====== Items

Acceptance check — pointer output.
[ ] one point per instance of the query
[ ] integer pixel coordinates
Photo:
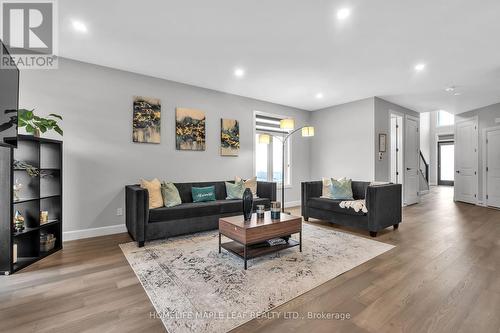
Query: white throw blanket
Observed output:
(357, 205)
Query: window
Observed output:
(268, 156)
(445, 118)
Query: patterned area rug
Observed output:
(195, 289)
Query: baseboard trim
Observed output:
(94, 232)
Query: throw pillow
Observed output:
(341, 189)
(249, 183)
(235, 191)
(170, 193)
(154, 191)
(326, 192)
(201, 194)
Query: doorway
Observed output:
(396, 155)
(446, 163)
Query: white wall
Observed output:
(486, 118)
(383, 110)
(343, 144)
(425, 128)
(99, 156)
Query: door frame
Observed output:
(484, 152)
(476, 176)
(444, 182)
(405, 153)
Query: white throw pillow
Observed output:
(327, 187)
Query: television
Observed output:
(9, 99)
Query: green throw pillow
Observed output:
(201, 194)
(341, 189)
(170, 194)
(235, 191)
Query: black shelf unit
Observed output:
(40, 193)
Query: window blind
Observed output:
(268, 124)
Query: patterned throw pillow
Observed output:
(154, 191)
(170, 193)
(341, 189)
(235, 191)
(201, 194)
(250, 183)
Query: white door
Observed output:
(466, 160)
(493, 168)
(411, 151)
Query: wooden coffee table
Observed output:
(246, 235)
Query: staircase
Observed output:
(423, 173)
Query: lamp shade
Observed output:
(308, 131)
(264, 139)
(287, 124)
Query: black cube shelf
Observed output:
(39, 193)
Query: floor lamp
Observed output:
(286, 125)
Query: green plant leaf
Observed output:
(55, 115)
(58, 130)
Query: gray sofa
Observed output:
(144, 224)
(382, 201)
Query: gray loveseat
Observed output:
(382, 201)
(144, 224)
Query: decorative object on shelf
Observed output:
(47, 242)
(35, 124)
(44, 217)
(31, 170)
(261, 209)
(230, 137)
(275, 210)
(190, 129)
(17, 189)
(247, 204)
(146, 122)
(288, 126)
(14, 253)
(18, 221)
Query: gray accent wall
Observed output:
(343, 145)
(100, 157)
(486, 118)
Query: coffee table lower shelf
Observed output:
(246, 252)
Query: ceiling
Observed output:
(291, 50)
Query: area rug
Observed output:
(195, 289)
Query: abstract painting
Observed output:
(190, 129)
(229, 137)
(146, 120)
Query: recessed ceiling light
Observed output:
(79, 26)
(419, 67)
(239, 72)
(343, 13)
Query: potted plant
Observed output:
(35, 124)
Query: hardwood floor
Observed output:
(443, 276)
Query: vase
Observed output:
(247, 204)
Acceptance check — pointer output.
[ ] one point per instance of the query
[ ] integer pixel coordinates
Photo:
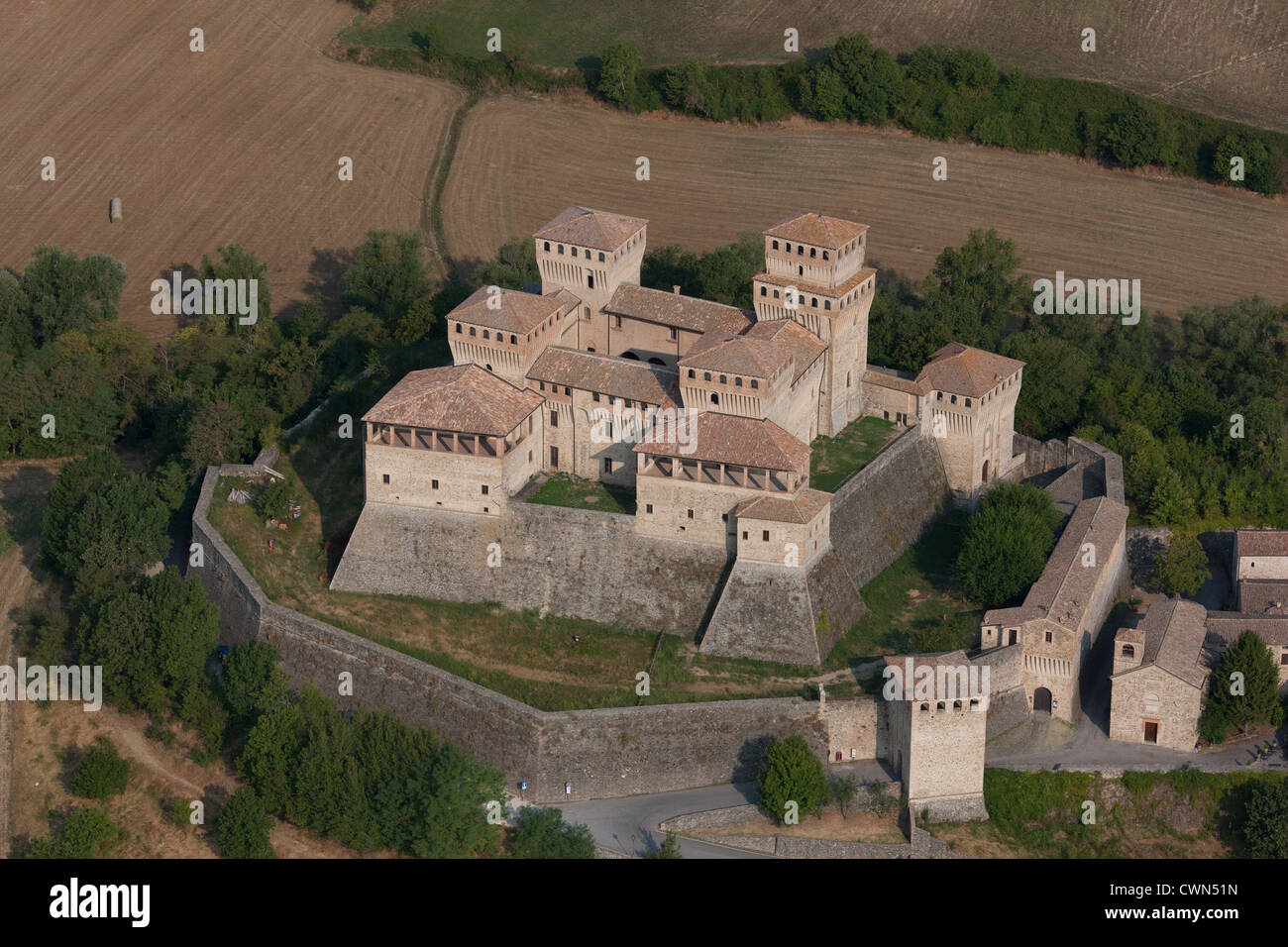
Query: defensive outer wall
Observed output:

============

Starting with the line that holds "Query: gray sofa", retype each line through the last one in the listing above, exactly as written. Do not copy any pictures.

• Answer below:
Query: gray sofa
Observed output:
(144, 224)
(382, 201)
Query: gray loveseat
Observed output:
(382, 201)
(144, 224)
Query: decorative object on shelf
Observed output:
(47, 242)
(35, 124)
(44, 217)
(31, 170)
(261, 209)
(230, 137)
(275, 210)
(190, 129)
(17, 189)
(247, 204)
(146, 122)
(288, 126)
(14, 253)
(18, 221)
Query: gray accent wall
Observed output:
(343, 145)
(100, 157)
(486, 118)
Query: coffee table lower shelf
Observed output:
(246, 252)
Query: ceiling
Observed output:
(291, 50)
Query: area rug
Observed output:
(195, 289)
Query: abstract painting
Observed output:
(190, 129)
(229, 137)
(146, 120)
Query: recessed ceiling light
Observed output:
(79, 26)
(419, 67)
(239, 72)
(343, 13)
Query: potted plant
Observed output:
(35, 124)
Query: hardwood floor
Observed output:
(443, 276)
Query: vase
Observed output:
(247, 204)
Acceptance check — pointer output.
[ ] one point per instance of the query
[ ] integer pixel coordinates
Photo:
Query: defensive outer wall
Observed output:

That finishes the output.